__Activity A__
Answer these questions using the passage on vitamin B12, one line per answer, marked as the questions are:
(i) For the production of what genetic material is vitamin B12 important?
(ii) Whom should you always talk to before making major changes to your diet?
(iii) What does RDA stand for?
__Activity B__
Carry on the passage on vitamin B12 from the point where it stops.

Vitamin B12 is an essential nutrient that keeps you body’s blood and nerve cells in good condition and is important for the production of DNA, the genetic material stored in your cells. It also plays a fundamental role in preventing several health conditions. However, it’s mostly found in meat and fish, so getting it can be hard for people avoiding these foods.
The following information is based on guidance extracted from official, trustworthy sources and health-related institutions, as linked where appropriate. Always talk to your doctor or registered dietitian before making major changes to your diet, as this does not constitute medical advice and shouldn’t be taken as such.
How much vitamin B12 do I need?
Before diving in, you might be wondering whether you are getting enough vitamin B12. How much is enough? This depends on your age and whether you are pregnant or breastfeeding. The American National Institutes of Health claim that 2,4 mcg should be enough daily for those above the age of 19. That’s the Recommended Dietary Allowance (RDA), which is the average level of intake sufficient to meet the requirement of most healthy individuals. If you are pregnant, that number raises to 2,6 mcg, and 2,8 if you’re breastfeeding. Those below the age of 14 require lower intakes.

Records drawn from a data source

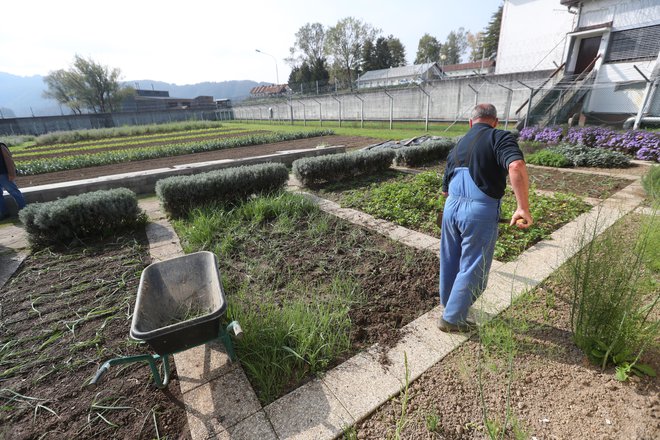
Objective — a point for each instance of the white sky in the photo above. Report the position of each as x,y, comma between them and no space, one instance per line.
192,41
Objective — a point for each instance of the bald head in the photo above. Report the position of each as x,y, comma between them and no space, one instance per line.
484,113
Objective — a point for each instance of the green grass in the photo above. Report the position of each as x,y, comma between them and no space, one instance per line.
377,130
296,321
413,201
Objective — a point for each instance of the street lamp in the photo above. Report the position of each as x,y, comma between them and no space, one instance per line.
277,76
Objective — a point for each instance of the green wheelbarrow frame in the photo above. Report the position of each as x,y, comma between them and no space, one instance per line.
188,282
152,359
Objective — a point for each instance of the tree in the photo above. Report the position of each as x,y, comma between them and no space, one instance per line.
86,85
455,46
428,50
382,54
397,51
492,33
309,45
344,43
368,61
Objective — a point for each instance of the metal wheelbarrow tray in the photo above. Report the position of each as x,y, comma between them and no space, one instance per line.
180,304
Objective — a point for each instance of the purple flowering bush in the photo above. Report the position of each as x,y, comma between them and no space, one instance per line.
547,135
640,144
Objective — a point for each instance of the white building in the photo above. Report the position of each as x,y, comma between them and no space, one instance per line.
602,53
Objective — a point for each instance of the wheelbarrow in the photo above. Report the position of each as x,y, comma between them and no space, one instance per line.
180,304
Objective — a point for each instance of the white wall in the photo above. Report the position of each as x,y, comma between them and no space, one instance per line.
623,14
533,35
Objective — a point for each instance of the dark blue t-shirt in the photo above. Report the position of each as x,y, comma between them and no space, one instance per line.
487,152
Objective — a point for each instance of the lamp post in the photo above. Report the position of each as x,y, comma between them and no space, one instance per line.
277,76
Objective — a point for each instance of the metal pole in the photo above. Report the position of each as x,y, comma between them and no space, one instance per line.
391,107
529,102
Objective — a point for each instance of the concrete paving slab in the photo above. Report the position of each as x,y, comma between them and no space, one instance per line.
254,427
310,412
361,384
423,345
220,404
201,364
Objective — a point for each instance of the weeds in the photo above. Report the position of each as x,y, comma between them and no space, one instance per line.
611,317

__Written reply A__
(i) DNA
(ii) Your doctor or registered dietitian
(iii) Recommended Dietary Allowance

__Written reply B__
The NHS, for its part, sets this requirements at about 1,5 microgram a day for adults aged 19 to 64.
Where can I get it, if not from meat?
There’s no point in denying it: because vitamin B12 is almost exclusively present in animal foods, without supplements your options are more limited if you don’t eat any of those. As a factsheet by the US National Library of Medicine states, not only are plants comparatively low on this nutrient, they are also a poor option because our bodies aren’t able to absorb as much vitamin as they do when getting it from animal sources. Therefore, plants are “not thought to be good sources of the vitamin”.
What are the alternatives, then? In a vegan diet guide, the NHS lists a few foods that contain B12. Most of them are fortified, which means the vitamin has been added to them:
Some breakfast cereals: although no plants contain vitamin B12 naturally, it’s possible to find some cereals that are fortified with B12. The amount of vitamin available in these will vary depending on the brand, so make sure to check the nutrition label.
Milk and dairy products: animal milks and dairy products can be a good alternative to meat and fish. Milk can be “one of the simplest ways to add vitamin B12 to your diet”, the NHS says. Since you will need something to do with those cereals, this is a way to increase your intake. Some vegans cheeses are also fortified, but you should always read the labels.
Fortified non-animal milks like soya, rice milk or oat milk.
Fortified yeast extracts, like marmite, as well as fortified versions of yeast.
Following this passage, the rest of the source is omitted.